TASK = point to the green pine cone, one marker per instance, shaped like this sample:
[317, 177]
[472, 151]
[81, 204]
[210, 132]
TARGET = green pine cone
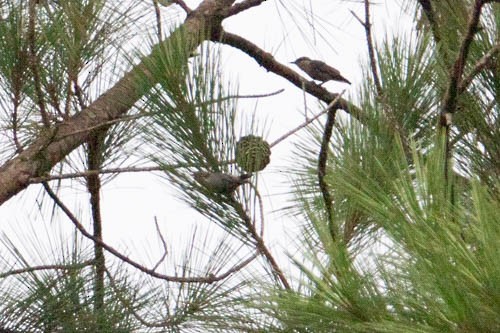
[252, 153]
★ ★ ★ ★
Exercise directions
Images must not appear; print each record precisely as it reads.

Reply
TASK = point to the green pine cone, one marker per instance, shaped like this sample:
[317, 177]
[472, 151]
[81, 204]
[210, 132]
TARGET = green pine cone
[252, 153]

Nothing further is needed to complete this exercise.